** Begin Supplied passage **

State Capitalism is a valid Marxist Category : was Cuba
Adam Rose
adam at pmel.com
Wed Dec 13 01:44:46 MST 1995
> Carlos Replies:
>
> Annalysing the Soviet Union or Cuba requires two different
> approaches. You cannot utilize the same parameters since their
> political, economical and social conditions were extremely
> different.
>
Japan and Britain are both "Liberal Democracies" - but they got there
by completely different routes. We can still say they are both
Liberal Democracies, but we also need to examine the concrete historical
circumstances of their development.
I didn't do this for the USSR + Cuba in my first post - but I will later,
I promise.
> You seems to annalyse *one aspect* of the economy of the former
> Soviet Union and present-day Cuba -- namely, the state-capitalist
> conditions of reproduction of capital -- without integrating
> all the other political and *social* questions: namely the
> questions of class, caste, bureaucracy and state machinery.
>
As I said towards the end of my first post, I will give an account of how
the USSR became State Capitalist and a separate account of how Cuba
became State Capitalist.
> a) The Soviet Union progress towards a socialist economy
> rested entirely upon the possibility of worldwide
> overthrown of capitalism. Stalinism made that possibility
> (together with other *objective* conditions) impossible.

** End Supplied passage **
** Begin Information shown **

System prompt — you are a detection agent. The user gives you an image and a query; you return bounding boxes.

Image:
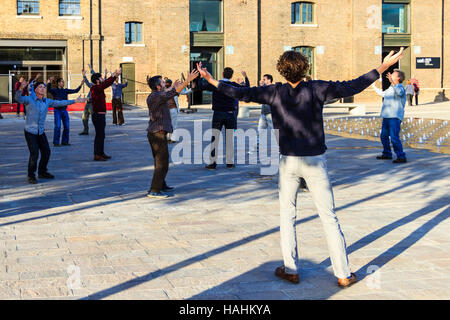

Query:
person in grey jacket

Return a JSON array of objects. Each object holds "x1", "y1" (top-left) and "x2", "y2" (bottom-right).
[
  {"x1": 15, "y1": 81, "x2": 85, "y2": 184},
  {"x1": 373, "y1": 69, "x2": 406, "y2": 163}
]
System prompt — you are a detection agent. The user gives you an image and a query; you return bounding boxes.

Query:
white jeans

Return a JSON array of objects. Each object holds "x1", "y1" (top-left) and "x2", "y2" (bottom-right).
[
  {"x1": 258, "y1": 113, "x2": 273, "y2": 131},
  {"x1": 279, "y1": 154, "x2": 350, "y2": 278},
  {"x1": 167, "y1": 108, "x2": 178, "y2": 141}
]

** End Information shown **

*What you need to do*:
[A] In the state capitalism post, which two countries are named as Liberal Democracies that got there by completely different routes?
[B] Transcribe part of the state capitalism post, starting with "I didn't do" and going on through "became State Capitalist.".
[C] Pick up the state capitalism post after its last sentence and continue writing it.
The entries have no connection to the state capitalism post.

*Expected results*:
[A] Japan and Britain.

[B]
I didn't do this for the USSR + Cuba in my first post - but I will later,
I promise.
> You seems to annalyse *one aspect* of the economy of the former
> Soviet Union and present-day Cuba -- namely, the state-capitalist
> conditions of reproduction of capital -- without integrating
> all the other political and *social* questions: namely the
> questions of class, caste, bureaucracy and state machinery.
>
As I said towards the end of my first post, I will give an account of how
the USSR became State Capitalist and a separate account of how Cuba
became State Capitalist.

[C]
>
> b) The Soviet Union, even under Lenin, fell into a category
> of a workers state with "bureacratic deformations" -- Not
> capitalist, not socialist -- an intermediate stage in which
> the predominat conditions were, at one hand the
> overwhelming supremacy of capitalism as a world system and
> on the other had the dictatorship of the proletariat as the
> regime to maintain the control of the economy and its
> development under the control of the working class.
>
> c) After Lenin, the defeat of the opposition to Stalin, the
> trials, the purges, the destruction of the Soviets, etc the
> Dictatorship of the proletariat (not the remains of
> the bourgeois state) withered away, little by little.
> In its place, the "bureacratic tendencies" of the state
> under Lenin's became the *nature* of the state.
> This
> process allowed capitalist economy to be, more and more,
> the predominant factor in the Soviet Union. Only the
> bureacracy and its centralization remained of the previous
> political stage. Its overthrowing in 1980s and 1990s was
> the final stage of an slow-motion counter-revolution that
> succesfully restored capitalism in the Soviet Union.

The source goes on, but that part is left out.